▶ [Aim] Restate all of the data exactly.

Recorded data
□ □ □ □ □

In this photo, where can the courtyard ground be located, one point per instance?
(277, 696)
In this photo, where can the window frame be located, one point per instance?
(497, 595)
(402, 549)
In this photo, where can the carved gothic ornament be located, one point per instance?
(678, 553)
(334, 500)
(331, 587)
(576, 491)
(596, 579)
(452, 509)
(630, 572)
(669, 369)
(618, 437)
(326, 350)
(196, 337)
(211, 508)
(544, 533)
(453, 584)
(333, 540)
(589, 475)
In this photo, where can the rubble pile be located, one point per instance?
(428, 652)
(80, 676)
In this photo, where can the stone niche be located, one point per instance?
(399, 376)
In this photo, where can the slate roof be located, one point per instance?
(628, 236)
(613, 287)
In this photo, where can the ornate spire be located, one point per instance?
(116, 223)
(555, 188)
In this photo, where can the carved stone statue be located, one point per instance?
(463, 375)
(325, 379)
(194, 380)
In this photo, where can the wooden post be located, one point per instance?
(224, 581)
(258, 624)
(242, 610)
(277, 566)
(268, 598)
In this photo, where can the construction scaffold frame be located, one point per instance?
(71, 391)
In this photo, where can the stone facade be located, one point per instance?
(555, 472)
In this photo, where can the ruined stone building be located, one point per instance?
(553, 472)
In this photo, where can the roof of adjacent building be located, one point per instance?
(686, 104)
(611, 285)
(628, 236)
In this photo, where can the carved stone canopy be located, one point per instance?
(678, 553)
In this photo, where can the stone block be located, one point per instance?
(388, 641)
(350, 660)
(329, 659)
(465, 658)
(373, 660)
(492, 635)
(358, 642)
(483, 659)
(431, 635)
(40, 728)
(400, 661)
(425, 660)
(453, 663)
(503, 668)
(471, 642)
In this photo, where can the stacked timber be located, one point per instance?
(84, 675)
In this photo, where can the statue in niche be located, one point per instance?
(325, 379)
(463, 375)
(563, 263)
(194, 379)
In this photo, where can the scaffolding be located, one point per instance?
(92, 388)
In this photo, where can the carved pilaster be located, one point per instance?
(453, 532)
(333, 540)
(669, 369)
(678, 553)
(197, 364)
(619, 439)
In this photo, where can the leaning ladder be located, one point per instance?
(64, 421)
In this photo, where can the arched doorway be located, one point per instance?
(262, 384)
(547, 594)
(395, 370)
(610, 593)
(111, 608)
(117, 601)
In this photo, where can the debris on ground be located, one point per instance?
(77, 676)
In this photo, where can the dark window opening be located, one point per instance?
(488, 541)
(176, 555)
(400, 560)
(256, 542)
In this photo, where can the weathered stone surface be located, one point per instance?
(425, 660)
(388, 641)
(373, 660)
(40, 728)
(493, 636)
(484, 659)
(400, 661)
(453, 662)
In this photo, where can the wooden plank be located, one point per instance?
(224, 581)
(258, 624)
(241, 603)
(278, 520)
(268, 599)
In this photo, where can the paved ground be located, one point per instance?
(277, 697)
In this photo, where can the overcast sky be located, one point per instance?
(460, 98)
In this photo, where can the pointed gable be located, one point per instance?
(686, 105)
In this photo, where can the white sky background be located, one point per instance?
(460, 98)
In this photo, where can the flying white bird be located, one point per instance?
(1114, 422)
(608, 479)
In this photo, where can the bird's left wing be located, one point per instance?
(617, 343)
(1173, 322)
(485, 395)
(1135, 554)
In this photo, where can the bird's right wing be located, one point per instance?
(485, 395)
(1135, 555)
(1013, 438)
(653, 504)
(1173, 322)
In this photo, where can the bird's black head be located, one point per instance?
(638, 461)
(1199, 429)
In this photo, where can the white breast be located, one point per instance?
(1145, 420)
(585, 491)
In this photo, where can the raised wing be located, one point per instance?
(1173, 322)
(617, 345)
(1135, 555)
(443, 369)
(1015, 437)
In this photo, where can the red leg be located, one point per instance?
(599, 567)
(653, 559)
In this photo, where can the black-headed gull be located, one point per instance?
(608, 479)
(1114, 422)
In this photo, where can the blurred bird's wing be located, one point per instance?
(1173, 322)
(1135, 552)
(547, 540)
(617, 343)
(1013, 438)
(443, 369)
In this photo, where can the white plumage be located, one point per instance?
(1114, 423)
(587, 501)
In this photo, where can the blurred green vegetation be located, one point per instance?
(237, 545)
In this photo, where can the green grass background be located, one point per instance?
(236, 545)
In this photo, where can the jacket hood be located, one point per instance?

□ □ □ □ □

▶ [Task result]
In this photo, where can the courtyard ground be located, one point per instance?
(277, 696)
In this photo, where can the window frame be located, one point per instance?
(497, 595)
(402, 549)
In this photo, where can the carved gothic ornament be located, one point per instance?
(678, 553)
(334, 500)
(331, 587)
(576, 491)
(596, 579)
(452, 509)
(630, 572)
(669, 369)
(618, 437)
(326, 350)
(196, 337)
(211, 508)
(544, 533)
(453, 584)
(333, 540)
(589, 475)
In this photo, where can the rubble pile be located, one point per instance?
(428, 652)
(80, 676)
In this photo, where can the stone niche be located, one point per instance?
(399, 376)
In this photo, where can the slate roof be located, one point per instance?
(628, 236)
(613, 287)
In this photo, where can the ornate spire be located, one point per instance?
(116, 223)
(555, 188)
In this photo, where can the carved stone statue be located, one point per instance?
(463, 375)
(325, 379)
(194, 380)
In this photo, where can the wooden post be located, one point per instance?
(224, 581)
(258, 624)
(242, 610)
(277, 566)
(268, 598)
In this photo, where can the construction scaffold frame be located, one point per instance?
(71, 391)
In this photo, where can the stone facade be located, one point per instance?
(555, 472)
In this photo, where can the ruined stone building be located, one point per instance?
(553, 472)
In this photo, where can the roof of adjacent building be located, one point per instance?
(686, 104)
(611, 285)
(628, 236)
In this photo, where can the carved stone canopy be located, one point per instance?
(678, 553)
In this photo, where can the stone block be located, one point per instance?
(388, 641)
(350, 660)
(329, 659)
(465, 658)
(373, 660)
(492, 635)
(358, 642)
(483, 659)
(431, 635)
(40, 728)
(400, 661)
(425, 660)
(453, 663)
(503, 668)
(471, 642)
In this photo, where can the stacked timber be located, one point per instance?
(84, 675)
In this photo, where can the statue in niche be located, one point per instance?
(325, 379)
(463, 375)
(563, 263)
(194, 379)
In this photo, where can the scaffolding be located, one point per instance?
(92, 388)
In this photo, where can the carved pilaster be located, one point per instance?
(453, 532)
(333, 540)
(669, 369)
(678, 553)
(197, 364)
(619, 439)
In this photo, where can the leaning ladder be located, one point per instance?
(64, 421)
In this photo, where can the arched doorway be located, one point per instance?
(262, 384)
(547, 594)
(395, 370)
(610, 593)
(111, 608)
(117, 601)
In this photo, where can the debris on ground be located, one point per instance?
(77, 676)
In this photo, where can the dark window opening be located, one point per instance?
(488, 541)
(176, 555)
(400, 560)
(256, 542)
In this photo, where can the weathered stone surface be located, one point per instance?
(425, 660)
(388, 641)
(373, 660)
(40, 728)
(493, 636)
(484, 659)
(400, 661)
(453, 662)
In this photo, where can the wooden plank be located, one point per instance?
(224, 581)
(258, 624)
(241, 603)
(278, 520)
(268, 599)
In this photo, where can the paved ground be located, one point per instance?
(277, 697)
In this photo, where can the overcast sky be located, one point per instance?
(460, 98)
In this photo, where can the pointed gable be located, one point per instance?
(686, 105)
In this photo, where can the white sky background be located, one point per instance?
(460, 98)
In this photo, where can the flying white bird be located, one point per instance?
(1114, 422)
(608, 479)
In this photo, where can the bird's left wing be located, one point per instance?
(617, 343)
(1173, 322)
(485, 395)
(1135, 554)
In this photo, where can the bird's right wing be located, one point per instance?
(485, 395)
(1135, 555)
(1013, 438)
(653, 504)
(1173, 322)
In this photo, where can the bird's black head be located, one point per instance?
(638, 461)
(1199, 429)
In this photo, where can the white breast be located, one point per instance?
(1145, 420)
(585, 491)
In this photo, where can the raised wing be located, one point per instance?
(1173, 322)
(617, 345)
(1135, 555)
(443, 369)
(1015, 437)
In this photo, where can the red leg be located, one point per instance?
(599, 567)
(653, 559)
In this photo, where can the black-headed gull be located, one point per instance?
(608, 479)
(1114, 422)
In this photo, where can the blurred bird's wing be located, one point per instance?
(1173, 322)
(1135, 552)
(547, 540)
(617, 343)
(1013, 438)
(443, 369)
In this photo, where can the white plumage be located, one point per instance?
(1114, 423)
(587, 501)
In this photo, where can the blurred green vegetation be located, one point per instance?
(237, 545)
In this photo, where can the green grass background be located, one point per instance?
(236, 545)
In this photo, where can the jacket hood be located, one point per instance?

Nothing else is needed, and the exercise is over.